What is needed.
Could you return every line of the records below that contains the word "tall"?

Raw data Block Start

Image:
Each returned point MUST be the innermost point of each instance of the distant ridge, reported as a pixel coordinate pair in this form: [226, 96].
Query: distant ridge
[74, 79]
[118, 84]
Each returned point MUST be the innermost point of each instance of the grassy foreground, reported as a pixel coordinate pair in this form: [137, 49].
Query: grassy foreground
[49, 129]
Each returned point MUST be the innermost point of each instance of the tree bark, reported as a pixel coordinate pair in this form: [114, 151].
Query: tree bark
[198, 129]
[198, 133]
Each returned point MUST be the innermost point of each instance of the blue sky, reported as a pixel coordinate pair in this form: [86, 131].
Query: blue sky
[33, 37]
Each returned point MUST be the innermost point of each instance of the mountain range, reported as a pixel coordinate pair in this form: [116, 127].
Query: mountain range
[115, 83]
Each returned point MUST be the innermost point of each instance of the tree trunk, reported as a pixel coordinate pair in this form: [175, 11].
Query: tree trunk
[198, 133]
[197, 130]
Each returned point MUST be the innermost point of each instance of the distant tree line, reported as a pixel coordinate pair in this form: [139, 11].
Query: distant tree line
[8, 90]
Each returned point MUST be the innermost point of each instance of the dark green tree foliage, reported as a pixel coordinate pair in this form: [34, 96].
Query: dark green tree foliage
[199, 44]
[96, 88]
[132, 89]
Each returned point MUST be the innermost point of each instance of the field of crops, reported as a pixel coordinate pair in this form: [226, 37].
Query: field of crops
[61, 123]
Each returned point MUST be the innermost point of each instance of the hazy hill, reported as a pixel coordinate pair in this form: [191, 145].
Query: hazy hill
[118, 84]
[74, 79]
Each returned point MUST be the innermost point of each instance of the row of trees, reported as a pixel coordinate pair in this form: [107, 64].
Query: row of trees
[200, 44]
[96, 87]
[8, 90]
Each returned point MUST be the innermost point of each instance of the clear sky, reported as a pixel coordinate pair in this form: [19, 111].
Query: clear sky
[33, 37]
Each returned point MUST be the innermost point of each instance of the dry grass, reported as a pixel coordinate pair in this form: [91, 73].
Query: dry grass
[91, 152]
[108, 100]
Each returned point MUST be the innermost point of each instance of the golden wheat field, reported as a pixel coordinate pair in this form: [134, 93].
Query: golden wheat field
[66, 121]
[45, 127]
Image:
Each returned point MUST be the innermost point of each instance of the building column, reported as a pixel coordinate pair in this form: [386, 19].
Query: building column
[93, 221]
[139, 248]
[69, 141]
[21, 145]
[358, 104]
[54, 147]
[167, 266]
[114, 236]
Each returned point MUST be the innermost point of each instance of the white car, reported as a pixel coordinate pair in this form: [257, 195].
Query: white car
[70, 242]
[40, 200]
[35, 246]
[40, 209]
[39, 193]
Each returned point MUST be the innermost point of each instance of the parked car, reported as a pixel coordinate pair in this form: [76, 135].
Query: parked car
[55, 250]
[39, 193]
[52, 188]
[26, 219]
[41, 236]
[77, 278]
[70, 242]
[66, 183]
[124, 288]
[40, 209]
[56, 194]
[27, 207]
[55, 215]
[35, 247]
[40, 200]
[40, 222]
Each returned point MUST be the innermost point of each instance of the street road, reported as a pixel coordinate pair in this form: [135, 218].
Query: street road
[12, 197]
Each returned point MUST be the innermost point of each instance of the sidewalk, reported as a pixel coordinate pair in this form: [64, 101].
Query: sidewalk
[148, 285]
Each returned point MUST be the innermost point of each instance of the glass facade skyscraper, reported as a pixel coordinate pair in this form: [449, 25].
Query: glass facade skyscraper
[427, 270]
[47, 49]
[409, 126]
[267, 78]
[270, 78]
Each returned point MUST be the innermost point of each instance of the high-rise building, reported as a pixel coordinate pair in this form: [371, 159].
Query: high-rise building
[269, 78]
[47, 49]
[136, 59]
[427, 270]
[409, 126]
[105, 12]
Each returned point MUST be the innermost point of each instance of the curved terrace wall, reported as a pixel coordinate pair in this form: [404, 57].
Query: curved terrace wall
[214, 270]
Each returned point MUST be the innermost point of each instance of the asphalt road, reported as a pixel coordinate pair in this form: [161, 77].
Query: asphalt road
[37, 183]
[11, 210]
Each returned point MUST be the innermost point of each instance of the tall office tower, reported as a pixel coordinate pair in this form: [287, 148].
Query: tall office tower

Raw data Block End

Exercise solution.
Each returned point MUST be the innermost point of each instance of the tall office tower, reported as a pixel coordinate pair in this form: [287, 148].
Query: tall office tower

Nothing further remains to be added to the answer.